What the task requires → Repeat word for word the line with "[[258, 217], [40, 170]]" and every line after it until the records below run out.

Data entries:
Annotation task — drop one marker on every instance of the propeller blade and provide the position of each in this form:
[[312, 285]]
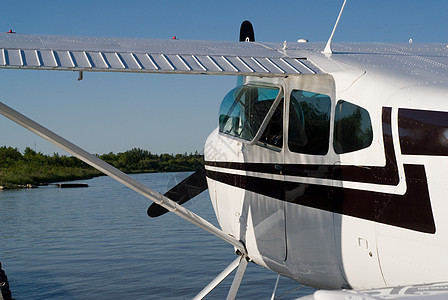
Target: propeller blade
[[187, 189], [117, 175], [247, 33]]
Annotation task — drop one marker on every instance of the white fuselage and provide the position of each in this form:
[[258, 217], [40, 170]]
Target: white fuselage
[[361, 214]]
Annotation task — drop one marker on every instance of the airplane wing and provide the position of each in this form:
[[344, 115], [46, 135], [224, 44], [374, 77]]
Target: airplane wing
[[23, 51], [433, 291]]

Problem solution →
[[258, 217], [40, 170]]
Target: white fuselage
[[361, 214]]
Annotation task — drop one marker on every instance of the airplane wing and provide the position of each in this form:
[[344, 115], [46, 135], [224, 44], [374, 77]]
Target: airplane wing
[[23, 51], [433, 291]]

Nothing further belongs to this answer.